== Exercises ==
(A) Copy the part of the Wesbrook ruling article between "Substantial Truth is" and "an overt act.", inclusive.
(B) In the Wesbrook ruling article, condense the paragraph beginning "Finally, the panel declined to overrule" into a shorter version that keeps its main facts.
(C) According to the Wesbrook ruling article, who confirmed in a deposition that the letter sent to Wesbrook's direct supervisor was factually true?

== Document section ==
+--
Ulrich then drafted a nine-page “chronology” that outlined Wesbrook’s troubled history, including the letter that Belongia had written. The board voted for termination.
The panel noted that to be successful on a claim of tortious interference, the plaintiff must prove that the defendant intentionally interfered with a contractual relationship, causing damages, and that the defendant was not justified or privileged to interfere.
The fact-sensitive inquiry on privilege requires courts to examine whether interference was driven by improper motives or self-interest, the panel noted, among other factors. Wesbrook argued that statements provided to the board were not privileged.
But the panel noted the problem with this argument.
“Wisconsin law recognizes an important exception to the ordinary multifactor inquiry about privilege,” wrote Judge Hamilton. “If a claim for tortious interference is based on statements that are true, the claim must fail as a matter of law.”
Substantial Truth is Enough
The panel also noted “substantial truth,” despite gray areas on the literal truth of a statement, can still be privileged and used as a defense to tortious interference.
“We are aware of no precedential Wisconsin decisions that have explicitly extended substantial truthfulness as a defense to tortious interference,” Hamilton wrote.
“We see no principled reason, though, why the defense would not apply with equal force in this context. In the absence of contrary authority, we predict that the Wisconsin Supreme Court would apply it.”
The panel ruled that the statements at issue were true or at least substantially true. For one, Wesbrook admitted that he may have intimidated employees but argued that “intimidation” is not the same as “coercion,” which requires an overt act.
“Tort law does not demand such artificial precision in ordinary use of language,” wrote Hamilton. “Belongia’s statement that Wesbrook used ‘coercion and intimidation’ was at least substantially true, so the statement was privileged as a matter of law.”
Wesbrook also argued that Belongia’s letter said complaints were “filed” against Wesbrook but in reality, employees had only “complained” to human resources.
“Wesbrook offers no authority, linguistic or otherwise, suggesting that tort liability should depend on his proposed distinction between ‘complaining’ to human resources and ‘filing’ a complaint with human resources,” Judge Hamilton explained.
The panel also rejected Wesbrook’s claim that Ulrich falsely alleged that Wesbrook did not comply with a performance improvement plan. Ulrich never asserted that Wesbrook failed to comply, only that Wesbrook’s response to the plan triggered the termination.
Wesbrook also challenged a letter that Ulrich included in his memo to the board: a letter from a prominent clinic supporter, former Congressman and Defense Secretary Melvin Laird, to Wesbrook’s direct supervisor. It noted problems with Wesbrook.
Wesbrook said Ulrich should not have included that letter without verifying the contents. The panel noted that Laird confirmed the letter as factually true in a deposition.
“Wesbrook has failed to offer any evidence that any material statement in the Laird letter is untrue,” Hamilton wrote. “The letter is therefore privileged as a matter of law.”
Preston Not Overruled
Finally, the panel declined to overrule a prior case – Preston v. Wisconsin Health Fund, 397 F.3d 539 (7th Cir. 2005) – which also addressed tortious interference in the employment context. Wesbrook said the Preston decision “improperly modified the elements of a tortious interference claim under Wisconsin law.” But the panel disagreed.
The panel noted that Preston was decided 12 years ago, and the “Wisconsin judiciary has given no indication that it disagrees with Preston.”
“The state courts are quite capable of signaling when they disagree with a federal court’s interpretation of state law,” Judge Hamilton explained.
In addition, the panel noted that Preston was correctly decided.
“If Preston had allowed the plaintiff’s tortious interference claims to proceed to trial, it would have opened a rather broad avenue under tort law to bypass well-established limits on contract remedies for at-will employees,” Judge Hamilton wrote.
+--
== Data to examine ==
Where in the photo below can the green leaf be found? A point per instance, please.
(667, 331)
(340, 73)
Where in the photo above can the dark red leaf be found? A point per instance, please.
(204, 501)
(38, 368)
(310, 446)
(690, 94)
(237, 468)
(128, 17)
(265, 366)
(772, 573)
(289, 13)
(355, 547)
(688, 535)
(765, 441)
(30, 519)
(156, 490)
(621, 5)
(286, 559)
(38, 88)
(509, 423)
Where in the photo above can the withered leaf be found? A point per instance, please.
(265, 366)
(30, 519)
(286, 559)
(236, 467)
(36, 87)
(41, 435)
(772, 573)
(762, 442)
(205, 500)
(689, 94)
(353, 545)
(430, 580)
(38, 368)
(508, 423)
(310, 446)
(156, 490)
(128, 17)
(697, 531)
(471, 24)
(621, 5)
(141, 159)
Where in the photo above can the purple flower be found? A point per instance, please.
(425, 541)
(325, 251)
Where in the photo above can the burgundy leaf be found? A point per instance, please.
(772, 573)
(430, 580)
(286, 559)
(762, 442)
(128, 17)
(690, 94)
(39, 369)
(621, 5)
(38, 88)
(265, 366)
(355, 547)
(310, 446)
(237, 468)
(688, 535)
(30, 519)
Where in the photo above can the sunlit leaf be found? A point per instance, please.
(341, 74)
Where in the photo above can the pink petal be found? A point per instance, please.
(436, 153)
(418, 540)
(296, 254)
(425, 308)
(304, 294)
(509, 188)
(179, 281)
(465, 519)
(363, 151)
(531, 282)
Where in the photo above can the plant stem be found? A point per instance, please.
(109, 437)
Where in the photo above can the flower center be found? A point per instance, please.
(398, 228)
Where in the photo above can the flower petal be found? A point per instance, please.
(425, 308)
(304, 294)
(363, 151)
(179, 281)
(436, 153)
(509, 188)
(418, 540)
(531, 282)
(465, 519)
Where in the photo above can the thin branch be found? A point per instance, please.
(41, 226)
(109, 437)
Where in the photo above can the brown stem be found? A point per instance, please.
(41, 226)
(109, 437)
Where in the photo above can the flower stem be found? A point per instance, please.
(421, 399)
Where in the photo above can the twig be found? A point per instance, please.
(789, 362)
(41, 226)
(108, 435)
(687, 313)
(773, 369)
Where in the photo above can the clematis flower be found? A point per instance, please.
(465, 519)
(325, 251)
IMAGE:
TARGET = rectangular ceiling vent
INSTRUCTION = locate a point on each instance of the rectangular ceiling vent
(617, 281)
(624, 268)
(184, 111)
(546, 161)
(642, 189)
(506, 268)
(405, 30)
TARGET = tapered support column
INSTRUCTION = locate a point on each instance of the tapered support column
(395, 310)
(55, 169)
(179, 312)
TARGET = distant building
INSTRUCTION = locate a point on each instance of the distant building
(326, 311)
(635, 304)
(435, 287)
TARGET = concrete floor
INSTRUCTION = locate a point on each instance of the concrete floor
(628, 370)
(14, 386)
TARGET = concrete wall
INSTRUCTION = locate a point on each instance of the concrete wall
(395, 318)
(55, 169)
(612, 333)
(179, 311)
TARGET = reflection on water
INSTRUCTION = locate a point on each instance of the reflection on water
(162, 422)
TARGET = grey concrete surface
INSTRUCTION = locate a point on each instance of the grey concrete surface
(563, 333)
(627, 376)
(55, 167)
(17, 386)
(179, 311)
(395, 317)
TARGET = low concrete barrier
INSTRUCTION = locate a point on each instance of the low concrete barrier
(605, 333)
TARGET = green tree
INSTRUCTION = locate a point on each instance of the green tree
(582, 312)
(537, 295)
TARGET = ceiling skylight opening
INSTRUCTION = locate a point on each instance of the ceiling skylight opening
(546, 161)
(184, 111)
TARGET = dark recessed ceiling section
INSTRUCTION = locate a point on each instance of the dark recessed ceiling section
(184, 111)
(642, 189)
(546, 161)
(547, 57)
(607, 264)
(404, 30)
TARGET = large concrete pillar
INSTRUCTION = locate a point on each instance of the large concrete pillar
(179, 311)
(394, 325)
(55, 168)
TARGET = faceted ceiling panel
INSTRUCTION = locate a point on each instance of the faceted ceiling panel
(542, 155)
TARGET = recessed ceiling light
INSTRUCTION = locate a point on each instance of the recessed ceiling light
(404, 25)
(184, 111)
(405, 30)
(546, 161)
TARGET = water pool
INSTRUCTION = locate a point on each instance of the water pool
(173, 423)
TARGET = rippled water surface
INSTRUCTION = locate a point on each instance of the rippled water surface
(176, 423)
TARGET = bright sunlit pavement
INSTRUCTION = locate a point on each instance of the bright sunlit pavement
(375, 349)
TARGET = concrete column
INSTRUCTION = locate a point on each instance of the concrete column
+--
== Your written answers ==
(A)
Substantial Truth is Enough
The panel also noted “substantial truth,” despite gray areas on the literal truth of a statement, can still be privileged and used as a defense to tortious interference.
“We are aware of no precedential Wisconsin decisions that have explicitly extended substantial truthfulness as a defense to tortious interference,” Hamilton wrote.
“We see no principled reason, though, why the defense would not apply with equal force in this context. In the absence of contrary authority, we predict that the Wisconsin Supreme Court would apply it.”
The panel ruled that the statements at issue were true or at least substantially true. For one, Wesbrook admitted that he may have intimidated employees but argued that “intimidation” is not the same as “coercion,” which requires an overt act.

(B) The panel refused to overrule Preston v. Wisconsin Health Fund, 397 F.3d 539 (7th Cir. 2005), an earlier case on tortious interference in employment. Wesbrook argued that Preston improperly modified the elements of a tortious interference claim under Wisconsin law, but the panel disagreed.

(C) Melvin Laird, the letter's author, confirmed it was factually true in a deposition.